**Exercise directions**
Can you repeat, word for word, the rows below from the line with "Locate the engine" through the last line of the rows?

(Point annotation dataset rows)
begin
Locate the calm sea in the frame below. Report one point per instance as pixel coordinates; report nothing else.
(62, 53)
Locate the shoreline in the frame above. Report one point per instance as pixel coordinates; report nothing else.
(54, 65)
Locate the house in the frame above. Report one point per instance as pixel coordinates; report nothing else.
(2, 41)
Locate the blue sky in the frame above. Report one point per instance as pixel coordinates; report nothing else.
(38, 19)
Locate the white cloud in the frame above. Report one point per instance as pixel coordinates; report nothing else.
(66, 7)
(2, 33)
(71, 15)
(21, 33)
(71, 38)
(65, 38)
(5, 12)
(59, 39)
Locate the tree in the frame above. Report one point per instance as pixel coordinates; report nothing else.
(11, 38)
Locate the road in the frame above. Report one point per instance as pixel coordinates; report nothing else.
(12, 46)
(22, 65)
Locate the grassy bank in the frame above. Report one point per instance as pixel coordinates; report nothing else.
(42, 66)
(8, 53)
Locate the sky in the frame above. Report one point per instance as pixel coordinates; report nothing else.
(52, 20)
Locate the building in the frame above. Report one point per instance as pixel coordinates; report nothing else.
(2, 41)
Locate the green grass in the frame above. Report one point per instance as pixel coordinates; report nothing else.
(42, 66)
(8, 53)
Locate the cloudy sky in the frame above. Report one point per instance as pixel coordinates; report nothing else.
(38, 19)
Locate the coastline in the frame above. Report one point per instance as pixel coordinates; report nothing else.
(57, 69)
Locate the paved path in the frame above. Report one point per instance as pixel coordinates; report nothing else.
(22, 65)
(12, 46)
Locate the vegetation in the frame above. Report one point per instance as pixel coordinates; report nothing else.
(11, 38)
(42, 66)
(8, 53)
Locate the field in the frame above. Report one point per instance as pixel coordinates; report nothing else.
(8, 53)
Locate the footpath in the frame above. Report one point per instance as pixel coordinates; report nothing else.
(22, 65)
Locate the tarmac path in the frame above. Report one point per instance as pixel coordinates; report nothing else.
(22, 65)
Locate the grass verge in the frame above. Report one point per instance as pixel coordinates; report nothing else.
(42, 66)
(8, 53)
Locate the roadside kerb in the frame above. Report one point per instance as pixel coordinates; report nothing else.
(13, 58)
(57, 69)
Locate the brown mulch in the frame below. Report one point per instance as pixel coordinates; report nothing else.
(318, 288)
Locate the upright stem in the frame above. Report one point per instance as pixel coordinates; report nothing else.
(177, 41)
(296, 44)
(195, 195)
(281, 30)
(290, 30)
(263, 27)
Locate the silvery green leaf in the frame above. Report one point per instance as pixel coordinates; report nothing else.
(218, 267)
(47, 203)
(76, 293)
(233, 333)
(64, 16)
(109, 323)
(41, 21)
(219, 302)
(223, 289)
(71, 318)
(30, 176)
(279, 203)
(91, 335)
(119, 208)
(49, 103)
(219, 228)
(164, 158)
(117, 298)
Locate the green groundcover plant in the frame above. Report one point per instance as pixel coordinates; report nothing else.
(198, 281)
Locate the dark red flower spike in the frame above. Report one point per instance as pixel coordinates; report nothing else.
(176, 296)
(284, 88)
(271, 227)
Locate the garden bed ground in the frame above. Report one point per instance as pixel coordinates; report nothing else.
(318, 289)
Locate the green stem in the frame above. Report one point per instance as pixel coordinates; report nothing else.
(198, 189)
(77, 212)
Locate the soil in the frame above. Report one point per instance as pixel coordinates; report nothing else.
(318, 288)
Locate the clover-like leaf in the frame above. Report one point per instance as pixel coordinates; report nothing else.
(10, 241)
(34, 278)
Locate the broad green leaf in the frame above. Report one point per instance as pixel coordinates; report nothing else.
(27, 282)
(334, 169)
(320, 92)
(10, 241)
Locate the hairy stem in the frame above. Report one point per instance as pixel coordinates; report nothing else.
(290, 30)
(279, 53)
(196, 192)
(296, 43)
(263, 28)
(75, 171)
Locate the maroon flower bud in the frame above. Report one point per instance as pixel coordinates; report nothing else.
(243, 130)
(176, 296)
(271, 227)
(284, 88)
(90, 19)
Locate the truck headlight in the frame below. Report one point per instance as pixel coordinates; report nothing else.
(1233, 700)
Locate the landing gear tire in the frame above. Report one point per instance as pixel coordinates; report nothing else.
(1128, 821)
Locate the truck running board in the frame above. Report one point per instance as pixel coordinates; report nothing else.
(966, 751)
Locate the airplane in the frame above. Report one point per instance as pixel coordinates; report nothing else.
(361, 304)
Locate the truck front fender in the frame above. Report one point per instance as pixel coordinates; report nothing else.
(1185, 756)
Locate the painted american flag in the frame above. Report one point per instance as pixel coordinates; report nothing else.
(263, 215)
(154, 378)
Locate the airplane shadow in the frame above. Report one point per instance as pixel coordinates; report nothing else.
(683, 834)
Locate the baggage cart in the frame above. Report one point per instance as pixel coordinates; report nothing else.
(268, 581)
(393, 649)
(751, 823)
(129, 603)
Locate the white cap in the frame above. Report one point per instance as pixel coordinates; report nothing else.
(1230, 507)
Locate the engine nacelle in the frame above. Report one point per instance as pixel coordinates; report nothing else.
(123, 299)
end
**Exercise response**
Locate the engine nacelle in the frame above. Report one point per instance as pixel coordinates; report nothing else.
(123, 299)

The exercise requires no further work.